Übungstext:
----

Die Beschwerdeführung richtet sich gegen den erstbehandelnden Chirurgen. Er habe trotz ständiger Verschlechterung der Wundverhältnisse die erforderliche und von der Patientin ausdrücklich gewünschte operative Behandlung langfristig hinausgezögert.
Der in Anspruch genommene Arzt kommentierte seine Behandlungsmaßnahmen in einer ausführlichen Stellungnahme, seine Darlegungen korrespondierten jedoch weitgehend nicht mit der sehr spärlichen aktuellen Behandlungsdokumentation.
Aus dem Gutachten der Schlichtungsstelle
Der von der Schlichtungsstelle beauftragte Gutachter gelangte zu folgenden Feststellungen: Die Ausgangssituation bezüglich der Verletzung am rechten Unterschenkel sei aufgrund der unterbliebenen Erstbehandlung nicht zu beurteilen. Die Behandlungsdokumentation des niedergelassenen Chirurgen sei äußerst mangelhaft. Es würden Befunddarstellungen sowohl zu Beginn als auch im weiteren Verlauf speziell zur Lokalisation, Ausdehnung und Beschaffenheit der Wunde ebenso fehlen wie Angaben zu Therapiemaßnahmen und bakteriellen Untersuchungen. Der hochgradige Ernährungsmangelzustand mit einem BMI von 12,3 wäre offensichtlich. Es seien unterschiedliche Oberflächenbehandlungen ausgeführt worden, ohne dass diese näher bezeichnet wurden. Ein Heilungseffekt sei nicht eingetreten. Nachdem schon nach kurzer Zeit keinerlei Heilungstendenz erkennbar war, hätte eine stationäre Einweisung zur plastisch-chirurgischen Wundbehandlung erfolgen müssen. Des weiteren habe der Arzt in dem langen Zeitraum seiner Behandlung keine weiterführende Diagnostik bezüglich einer systemischen Ursache der Wundheilungsstörung veranlasst. Die Unterlassung jeglicher Maßnahmen, die zur Klärung der Wundheilungsstörung und zum Heilerfolg hätten führen können, werde als Behandlungsfehler gewertet. Daneben sei die mangelhafte Dokumentation zu beanstanden.

----

[Quelldaten]

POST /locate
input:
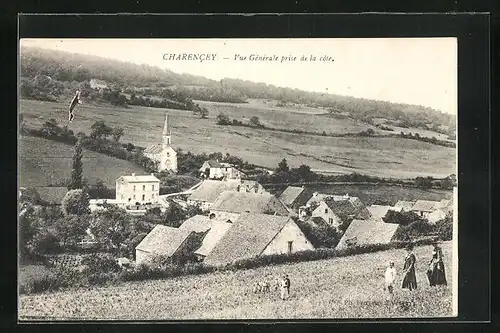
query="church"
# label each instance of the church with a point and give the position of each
(163, 153)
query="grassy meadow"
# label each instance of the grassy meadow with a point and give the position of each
(348, 287)
(383, 157)
(44, 162)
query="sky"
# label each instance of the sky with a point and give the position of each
(421, 71)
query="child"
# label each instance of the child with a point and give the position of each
(390, 278)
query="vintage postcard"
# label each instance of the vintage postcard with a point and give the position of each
(237, 179)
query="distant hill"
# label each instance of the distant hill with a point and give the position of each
(66, 69)
(48, 163)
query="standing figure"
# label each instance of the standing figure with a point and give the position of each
(409, 279)
(390, 277)
(436, 273)
(76, 100)
(284, 287)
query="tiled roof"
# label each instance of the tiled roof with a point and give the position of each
(362, 232)
(240, 202)
(163, 240)
(402, 205)
(247, 238)
(378, 211)
(425, 206)
(217, 230)
(139, 178)
(290, 195)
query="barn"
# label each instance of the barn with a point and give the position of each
(253, 235)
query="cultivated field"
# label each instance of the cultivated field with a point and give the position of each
(384, 157)
(349, 287)
(371, 194)
(44, 162)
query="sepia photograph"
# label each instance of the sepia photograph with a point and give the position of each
(237, 179)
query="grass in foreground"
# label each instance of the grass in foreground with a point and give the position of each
(349, 287)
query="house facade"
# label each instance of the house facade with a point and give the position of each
(219, 170)
(133, 190)
(163, 153)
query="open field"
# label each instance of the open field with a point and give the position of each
(370, 194)
(383, 157)
(44, 162)
(349, 287)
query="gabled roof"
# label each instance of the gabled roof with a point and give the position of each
(248, 237)
(344, 207)
(291, 194)
(378, 211)
(163, 240)
(241, 202)
(52, 195)
(197, 223)
(403, 205)
(362, 232)
(425, 206)
(217, 230)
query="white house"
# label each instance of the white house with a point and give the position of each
(219, 170)
(163, 153)
(253, 235)
(137, 189)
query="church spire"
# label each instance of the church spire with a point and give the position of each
(166, 128)
(166, 132)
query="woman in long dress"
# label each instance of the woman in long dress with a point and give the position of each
(409, 279)
(436, 272)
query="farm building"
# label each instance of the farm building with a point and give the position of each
(206, 194)
(137, 189)
(425, 207)
(163, 153)
(98, 84)
(377, 212)
(295, 197)
(162, 241)
(253, 235)
(362, 232)
(403, 206)
(230, 203)
(218, 170)
(51, 195)
(334, 211)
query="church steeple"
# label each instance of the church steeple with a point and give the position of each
(166, 132)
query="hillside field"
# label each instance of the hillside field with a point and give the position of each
(44, 162)
(383, 157)
(348, 287)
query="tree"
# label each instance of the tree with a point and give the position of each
(71, 229)
(255, 121)
(117, 133)
(100, 130)
(111, 226)
(76, 202)
(283, 166)
(76, 181)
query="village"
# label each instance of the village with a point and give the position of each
(240, 219)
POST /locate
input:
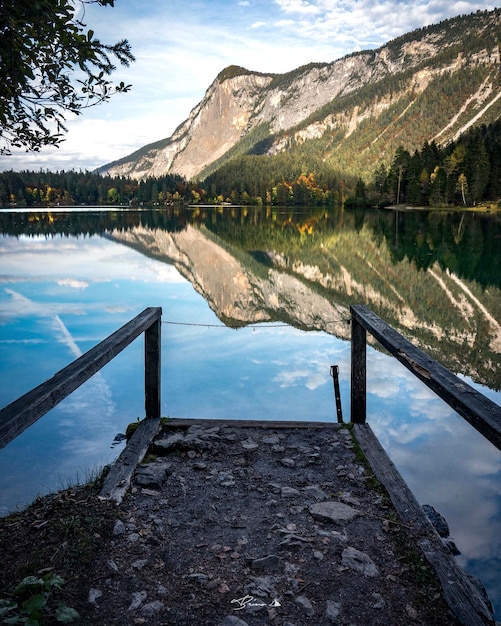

----

Deine Aufgabe:
Gib den Übungstext vollständig und wortgetreu wieder. Die Daten sind eigenständiges Material und gehören nicht zum Übungstext.

Lösung:
Die Beschwerdeführung richtet sich gegen den erstbehandelnden Chirurgen. Er habe trotz ständiger Verschlechterung der Wundverhältnisse die erforderliche und von der Patientin ausdrücklich gewünschte operative Behandlung langfristig hinausgezögert.
Der in Anspruch genommene Arzt kommentierte seine Behandlungsmaßnahmen in einer ausführlichen Stellungnahme, seine Darlegungen korrespondierten jedoch weitgehend nicht mit der sehr spärlichen aktuellen Behandlungsdokumentation.
Aus dem Gutachten der Schlichtungsstelle
Der von der Schlichtungsstelle beauftragte Gutachter gelangte zu folgenden Feststellungen: Die Ausgangssituation bezüglich der Verletzung am rechten Unterschenkel sei aufgrund der unterbliebenen Erstbehandlung nicht zu beurteilen. Die Behandlungsdokumentation des niedergelassenen Chirurgen sei äußerst mangelhaft. Es würden Befunddarstellungen sowohl zu Beginn als auch im weiteren Verlauf speziell zur Lokalisation, Ausdehnung und Beschaffenheit der Wunde ebenso fehlen wie Angaben zu Therapiemaßnahmen und bakteriellen Untersuchungen. Der hochgradige Ernährungsmangelzustand mit einem BMI von 12,3 wäre offensichtlich. Es seien unterschiedliche Oberflächenbehandlungen ausgeführt worden, ohne dass diese näher bezeichnet wurden. Ein Heilungseffekt sei nicht eingetreten. Nachdem schon nach kurzer Zeit keinerlei Heilungstendenz erkennbar war, hätte eine stationäre Einweisung zur plastisch-chirurgischen Wundbehandlung erfolgen müssen. Des weiteren habe der Arzt in dem langen Zeitraum seiner Behandlung keine weiterführende Diagnostik bezüglich einer systemischen Ursache der Wundheilungsstörung veranlasst. Die Unterlassung jeglicher Maßnahmen, die zur Klärung der Wundheilungsstörung und zum Heilerfolg hätten führen können, werde als Behandlungsfehler gewertet. Daneben sei die mangelhafte Dokumentation zu beanstanden.